Von der Notgemeinschaft zum Familienunternehmen

Jens Panse Pressestelle
Universität Erfurt

    Ringvorlesung zum sozialen Gestaltwandel ostdeutscher Industriebetriebe nach der Wende

    Der Ausdruck "Notgemeinschaft" wurde kurz nach der Wende geprägt, um die aus dem Mangel der Planwirtschaft resultierenden, in Kollegialitäts- und Freundschaftsbeziehungen eingebetteten informellen Tauschbeziehungen auf den Begriff zu bringen. Die Soziologin Dr. Katharina Bluhm will ihn in ihrer Ringvorlesung am kommenden Dienstag (19.6.2007) nutzen, um einen historischen Bogen über verschiedene betriebliche Sozialverfassungen zu schlagen.
    "Die als Endpunkt gesetzten Familienunternehmen suggerieren mit Absicht ein Ankommen in mittelständischen 'Normalstrukturen', das vor dem Hintergrund des abrupten Systemwechsels keineswegs selbstverständlich ist", so Bluhm. Empirische Befunde zeigten, dass ostdeutsche Eigentümer die nach der Wende größtenteils neu entstandenen Firmen innerhalb der Familie weitergeben wollen (wie ihre westdeutschen Pendants) und dafür auch keine größeren Hindernisse sehen. Gleichzeitig falle der Generationswechsel in der Unternehmensführung mit Herausforderungen zusammen, die ohne einen neuerlichen sozialen Gestaltwandel nicht bewältigt werden könnten. "Deren Misslingen könnte die wirtschaftlich konsolidierte Industriestruktur in den neuen Bundesländern am Ende doch noch gefährden", befürchtet die Wissenschaftlerin von der Uni Jena. "Diese Herausforderungen sind eng mit den demographischen Schrumpfungsprozessen verknüpft, die noch einmal eine zugespitzte, Ostdeutschland übergreifende Problemlage schaffen und eine doppelte Lücke reißen: Auf der Ebene der Facharbeiter, die mit den Unternehmensgründern alt werden, und bei den akademischen Fach- und Führungskräften, die zwar in den neuen Bundesländern studieren, dann aber abwandern". Die betriebliche Sozialverfassung nach der Wende sei von einem "Überlebenspakt" geprägt, der langfristige Beschäftigungssicherheit mit niedrigen Löhnen und Gehältern sowie hoher Flexibilität und Arbeitsbelastung kombiniere. "Die in diesem Pakt enthaltenen ,Angebote' der Unternehmen an die nächste Generation werden nicht ausreichen, um künftig in der Konkurrenz um die knapperen Humanressourcen bestehen zu können", stellt Bluhm fest.

Datensatzzeilen dazu, wo Objekte zu sehen sind:
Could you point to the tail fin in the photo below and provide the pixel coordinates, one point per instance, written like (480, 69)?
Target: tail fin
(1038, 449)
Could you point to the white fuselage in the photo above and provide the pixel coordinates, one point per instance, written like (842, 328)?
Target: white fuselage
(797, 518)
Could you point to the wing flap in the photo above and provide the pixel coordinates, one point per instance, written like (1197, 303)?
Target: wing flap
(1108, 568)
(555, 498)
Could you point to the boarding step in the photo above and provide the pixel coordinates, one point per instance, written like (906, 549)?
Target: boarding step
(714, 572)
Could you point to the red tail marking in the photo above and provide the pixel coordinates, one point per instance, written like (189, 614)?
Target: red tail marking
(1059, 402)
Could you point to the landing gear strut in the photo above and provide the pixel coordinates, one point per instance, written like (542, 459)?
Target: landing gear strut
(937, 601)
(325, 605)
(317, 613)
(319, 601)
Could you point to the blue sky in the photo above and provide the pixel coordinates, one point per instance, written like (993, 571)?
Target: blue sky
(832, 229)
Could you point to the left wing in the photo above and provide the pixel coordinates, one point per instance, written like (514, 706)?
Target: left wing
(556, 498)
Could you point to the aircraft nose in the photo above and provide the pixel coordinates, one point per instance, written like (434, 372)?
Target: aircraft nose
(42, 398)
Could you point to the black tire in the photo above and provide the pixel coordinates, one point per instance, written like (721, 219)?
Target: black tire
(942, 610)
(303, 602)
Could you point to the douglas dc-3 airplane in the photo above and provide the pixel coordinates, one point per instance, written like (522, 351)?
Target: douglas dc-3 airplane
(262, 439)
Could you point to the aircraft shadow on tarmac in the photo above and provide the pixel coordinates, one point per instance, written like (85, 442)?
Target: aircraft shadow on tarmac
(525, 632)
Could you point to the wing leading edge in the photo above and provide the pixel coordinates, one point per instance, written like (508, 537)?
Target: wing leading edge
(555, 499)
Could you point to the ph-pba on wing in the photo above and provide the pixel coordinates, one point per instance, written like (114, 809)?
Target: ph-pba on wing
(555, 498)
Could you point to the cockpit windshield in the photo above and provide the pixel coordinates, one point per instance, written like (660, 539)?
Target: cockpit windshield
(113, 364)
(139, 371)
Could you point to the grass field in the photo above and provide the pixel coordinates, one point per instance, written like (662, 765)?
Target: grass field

» Aufgabe: Bitte setze den Text über die Ringvorlesung zu ostdeutschen Industriebetrieben nach seinem letzten Satz fort. Die Einträge werden hier nicht gebraucht.

» Antwort zur Aufgabe:
    Privatdozentin Dr. Katharina Bluhm, geboren in Leipzig, ist seit 1997 am Institut für Soziologie der Friedrich-Schiller-Universität in Jena, zunächst als wissenschaftliche Mitarbeiterin, später als wissenschaftliche Assistentin und z.Z. als Oberassistentin. 1999/2000 war sie Gastforscherin am Minda de Gunzburg Center for European Studies der Harvard University und von 1994 bis Ende 1996 Postdoktorandin der Max-Planck-Gesellschaft zur Förderung der Wissenschaften. Sie studierte und promovierte an der Humboldt-Universität zu Berlin. Ihre Forschungsschwerpunkte sind die Organisations- und Wirtschaftssoziologie, die Transformation in den neuen Bundesländern und Mittelosteuropa und der Wandel von Managementkonzepten im Kontext der Globalisierung.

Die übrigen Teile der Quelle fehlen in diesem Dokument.